**DOCUMENT EXCERPT**.
I’m affected by the grief of others. Although I’m told this is not so common, I don’t want to believe that. I’m of the opinion we have what it takes to be empathetic and kind to one another, even if we forget sometimes. Hopefully we can move toward a more empathetic world by learning to listen again. How do we do that, I wonder? Listening and patience and ultimately understanding, comes from practice. That initial concern for others? We all have that! Over time, it fades into the background, but it can be more accessible if we reacquaint ourselves with caring. Care for yourself, yes, it is essential you treat yourself well, emotionally. But care for each other as well. Caring for each other scales beautifully. So let’s get started.
Yesterday, I needed to get this off my chest and so I typed away, and the mechanical clucking of the keys tapped a beat enticing enough for me to keep going until a conclusion came. This one worked the moment I started writing. Felt right. Didn’t struggle. It just came together (a rare thing). Hopefully I can make good use of this one and turn it into some lyrics. Be well and happy Thursday.

**SET EXERCISE 1**.
Which lines of the rows contain the string "white"? Gather each of them in full, treating case as significant.
**SET EXERCISE 2**.
Can you write the next part of the post on empathy, picking up right after its final sentence?
The post on empathy and the rows are separate, unrelated material.

**TASK INPUTS**.
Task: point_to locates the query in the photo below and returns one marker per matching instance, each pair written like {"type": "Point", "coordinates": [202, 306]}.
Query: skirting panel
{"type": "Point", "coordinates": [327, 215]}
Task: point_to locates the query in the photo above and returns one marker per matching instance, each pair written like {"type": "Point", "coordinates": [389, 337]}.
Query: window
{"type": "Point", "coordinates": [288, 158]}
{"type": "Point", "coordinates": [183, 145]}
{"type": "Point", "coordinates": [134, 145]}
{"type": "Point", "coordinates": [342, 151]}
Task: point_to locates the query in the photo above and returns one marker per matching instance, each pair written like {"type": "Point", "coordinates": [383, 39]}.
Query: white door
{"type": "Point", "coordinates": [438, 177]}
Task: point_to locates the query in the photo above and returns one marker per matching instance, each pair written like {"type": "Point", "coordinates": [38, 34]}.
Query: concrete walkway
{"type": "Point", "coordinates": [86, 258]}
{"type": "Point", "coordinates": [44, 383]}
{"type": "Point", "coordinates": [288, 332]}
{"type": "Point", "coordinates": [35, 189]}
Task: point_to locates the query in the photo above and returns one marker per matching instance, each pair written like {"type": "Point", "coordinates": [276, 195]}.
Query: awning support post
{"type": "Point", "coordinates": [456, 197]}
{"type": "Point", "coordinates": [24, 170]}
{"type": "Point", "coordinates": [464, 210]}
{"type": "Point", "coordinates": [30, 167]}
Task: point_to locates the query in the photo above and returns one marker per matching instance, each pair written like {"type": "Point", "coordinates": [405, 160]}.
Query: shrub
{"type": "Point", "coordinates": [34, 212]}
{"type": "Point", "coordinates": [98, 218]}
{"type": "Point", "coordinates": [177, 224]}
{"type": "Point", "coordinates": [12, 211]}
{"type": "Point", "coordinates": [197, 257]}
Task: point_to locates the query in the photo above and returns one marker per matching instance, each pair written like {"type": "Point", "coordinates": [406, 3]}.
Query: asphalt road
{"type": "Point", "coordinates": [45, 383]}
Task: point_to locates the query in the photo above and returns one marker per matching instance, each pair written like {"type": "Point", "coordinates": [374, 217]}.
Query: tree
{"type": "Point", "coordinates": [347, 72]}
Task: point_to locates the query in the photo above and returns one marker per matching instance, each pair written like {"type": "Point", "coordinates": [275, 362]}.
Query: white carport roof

**TASK ANSWER 1**.
Query: white door
Query: white carport roof

**TASK ANSWER 2**.
Humble Thomas (Showboat Waters)
Humble Thomas, sunken back, you march
and all these bruises in your heart
These dialogues, in tongues you can’t interpret
Did you think you would remain so parched?
Humble Thomas, you’re forgiven
Say no more, for we prefer it
Tight lipped, statue draped in valor
You ameliorate the land as droplets
bleed onto the sand
So Humble Thomas, indirectly:
Would you ever go to bat for me?
There’s a line of fire, always burning
And your fans they chose to come so early
Thomas Thomas! Up your smiling!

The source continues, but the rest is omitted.